EXERCISE OBJECTIVE:
When you repeat the entries below, keep each word exactly as it is and drop the pictures.

SUPPLIED DATA below:

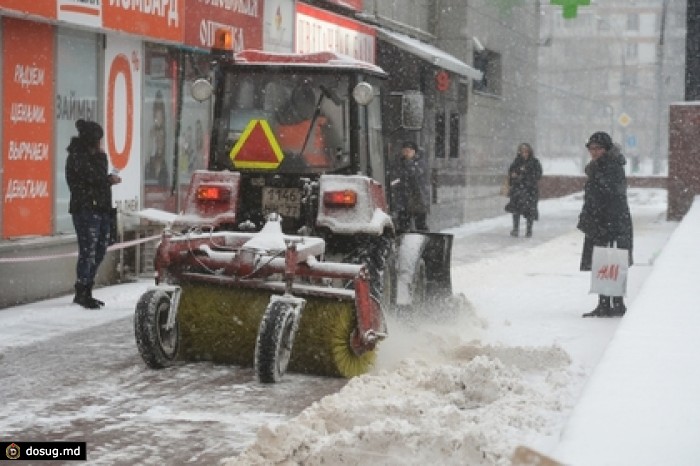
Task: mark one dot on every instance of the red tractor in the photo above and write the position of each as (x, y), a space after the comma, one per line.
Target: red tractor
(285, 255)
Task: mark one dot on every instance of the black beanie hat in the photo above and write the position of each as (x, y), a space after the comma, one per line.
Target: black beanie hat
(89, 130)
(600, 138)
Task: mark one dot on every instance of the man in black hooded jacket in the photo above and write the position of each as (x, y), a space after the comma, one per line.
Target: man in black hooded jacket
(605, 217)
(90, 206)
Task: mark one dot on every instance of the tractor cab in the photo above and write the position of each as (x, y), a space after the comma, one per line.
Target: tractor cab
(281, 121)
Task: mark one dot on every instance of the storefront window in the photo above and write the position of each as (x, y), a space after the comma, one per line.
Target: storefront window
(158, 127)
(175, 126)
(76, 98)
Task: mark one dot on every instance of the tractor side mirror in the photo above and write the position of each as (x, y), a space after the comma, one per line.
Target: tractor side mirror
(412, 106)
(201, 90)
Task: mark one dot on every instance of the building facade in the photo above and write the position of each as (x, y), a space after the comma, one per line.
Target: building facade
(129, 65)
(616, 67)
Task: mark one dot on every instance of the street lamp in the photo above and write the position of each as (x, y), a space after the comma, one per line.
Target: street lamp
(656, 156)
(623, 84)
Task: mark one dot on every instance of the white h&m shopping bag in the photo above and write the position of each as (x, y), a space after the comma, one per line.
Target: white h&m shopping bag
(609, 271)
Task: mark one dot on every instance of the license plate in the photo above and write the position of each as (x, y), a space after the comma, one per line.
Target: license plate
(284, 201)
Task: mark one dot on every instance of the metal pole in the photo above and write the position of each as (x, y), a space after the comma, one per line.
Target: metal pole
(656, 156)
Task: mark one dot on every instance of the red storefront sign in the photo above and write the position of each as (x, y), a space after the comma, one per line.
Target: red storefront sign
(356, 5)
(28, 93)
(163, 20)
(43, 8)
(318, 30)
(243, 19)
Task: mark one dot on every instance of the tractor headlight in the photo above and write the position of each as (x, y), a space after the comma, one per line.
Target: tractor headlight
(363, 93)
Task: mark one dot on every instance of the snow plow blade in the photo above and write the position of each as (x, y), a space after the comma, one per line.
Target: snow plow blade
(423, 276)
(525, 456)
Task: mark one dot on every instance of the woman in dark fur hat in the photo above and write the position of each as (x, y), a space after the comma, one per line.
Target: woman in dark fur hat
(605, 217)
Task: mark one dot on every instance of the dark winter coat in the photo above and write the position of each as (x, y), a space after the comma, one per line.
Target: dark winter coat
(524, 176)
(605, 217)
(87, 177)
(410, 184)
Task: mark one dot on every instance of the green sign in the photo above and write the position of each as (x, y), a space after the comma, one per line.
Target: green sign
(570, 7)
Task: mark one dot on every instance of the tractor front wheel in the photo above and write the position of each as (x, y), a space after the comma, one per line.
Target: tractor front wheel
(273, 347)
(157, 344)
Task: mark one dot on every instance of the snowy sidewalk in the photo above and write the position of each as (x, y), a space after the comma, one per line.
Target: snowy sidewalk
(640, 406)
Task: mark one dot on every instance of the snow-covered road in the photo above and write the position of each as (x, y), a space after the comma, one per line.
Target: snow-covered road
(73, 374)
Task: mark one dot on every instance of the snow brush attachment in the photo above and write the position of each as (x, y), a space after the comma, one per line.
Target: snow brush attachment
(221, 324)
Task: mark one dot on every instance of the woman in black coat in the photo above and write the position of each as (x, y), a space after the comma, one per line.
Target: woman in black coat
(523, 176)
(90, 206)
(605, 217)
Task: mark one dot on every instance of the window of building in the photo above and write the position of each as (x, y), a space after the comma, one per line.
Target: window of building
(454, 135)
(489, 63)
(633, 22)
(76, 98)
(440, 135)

End of SUPPLIED DATA.

OUTPUT OF THE TASK:
Task: mark one dot on every instance of the red tractor in the photo above and write the position of each as (x, y), a space after the comma, one per line.
Target: red tractor
(285, 255)
Task: mark one dot on every instance of the black beanie hat in the photo above and write the position of each as (x, y), a space after the comma, one per line.
Target: black beanie hat
(89, 130)
(600, 138)
Task: mark one dot on every instance of the man in black hooded jacket in the photo above and write the position of each as (x, y), a space after the comma, one per line.
Target: man in black hooded jacket
(605, 217)
(90, 206)
Task: mark one dot on every instance of the tractor cab in the photo above and write the position of each as (x, y), a space after the comma, one per line.
Target: tractor cab
(281, 121)
Task: mark one dot on every instance of the storefront window in the photo above and write the position of each as (x, y), a space after the comma, one per line.
Target: storefront window
(158, 127)
(175, 126)
(76, 98)
Task: mark one dot on every instance of the tractor side mirror in the photo above and write the position of each as (x, y), a space after the comma, one per line.
Target: tractor side mirror
(412, 106)
(201, 90)
Task: mark one dot on every instance of the building facade in the photo above and write the position of each as (x, y), a space after the comma, one per line.
Target: building facade
(129, 65)
(616, 67)
Task: mark one dot on every instance of the street lamp in the photo above and write the position of each as (x, y), a space after the comma, one per line.
Target: street lamp
(656, 156)
(623, 84)
Task: mark one dot on every instance of the white h&m shopping bag in the photo above and write the position of each as (x, y), a space after the comma, one per line.
Target: white h&m shopping bag
(609, 271)
Task: mark one dot on every instance of the license plate in the photo above and write the position of each as (x, y), a space after the comma, one per line.
Target: license plate
(284, 201)
Task: mark one dot on every instance of the metal pole in the photo above and write the position of each as (x, y), a space after the comma, one per line.
Target: metal pole
(656, 156)
Task: mark one dot on every instance of the red storefront sign in the photo above and write the position of each as (x, y), a space after the comma, one per line.
Target: red storefront sign
(356, 5)
(28, 93)
(163, 20)
(43, 8)
(318, 30)
(243, 19)
Task: mark one dot on every instance of the tractor headlight in the photo above and write the position of each as (x, y), a space after the comma, one per line.
Target: tractor headlight
(363, 93)
Task: mark one dot on every instance of the snow plow blade in the photo above and write the position of each as (x, y), a space after the comma, one per line.
Target: snow plow blade
(423, 276)
(525, 456)
Task: mark one dot on every instance of the woman in dark fur hat in the photo above and write the position of each as (x, y), a space after the comma, one per line.
Target: woman in dark fur hat
(605, 217)
Task: mark one dot on every instance of the dark winter coat in the photo above and write the position of each as (x, y), a space after the comma, one per line.
Target: dark winter coat
(524, 176)
(605, 217)
(87, 177)
(410, 184)
Task: mark one dot on every instance of the green sign in the photo above and write the position of each as (x, y), a space after the comma, one per line.
Target: green sign
(570, 7)
Task: mark one dot on every instance of the tractor front wheel in the photo above and write the position of each as (x, y), a space after the comma, one per line.
Target: tractor front wheel
(273, 347)
(157, 344)
Task: mark one dot on every instance of the snowy sidewalk in the photo above and write the position of each as (x, y), a space after the comma, one per line.
Target: snowy sidewalk
(640, 406)
Task: mark one dot on every instance of the snow-covered road in the photo above and write the position of each as (x, y), a space after the comma, one per line.
Target: snow-covered road
(73, 374)
Task: mark one dot on every instance of the snow brush attachment in the photo above and write the position of each as (x, y), a space after the comma, one per line.
Target: snow brush attachment
(221, 324)
Task: mark one dot on every instance of the woman in black coat in the photo above and write the position of each as (x, y), a space after the comma, one per line.
Target: woman in black coat
(523, 176)
(90, 206)
(605, 217)
Task: mark one dot on every instance of the window of building in the photo above and write the position of each as (x, y), a space after the comma, one per line.
Target: window of building
(454, 135)
(489, 63)
(633, 22)
(76, 98)
(440, 135)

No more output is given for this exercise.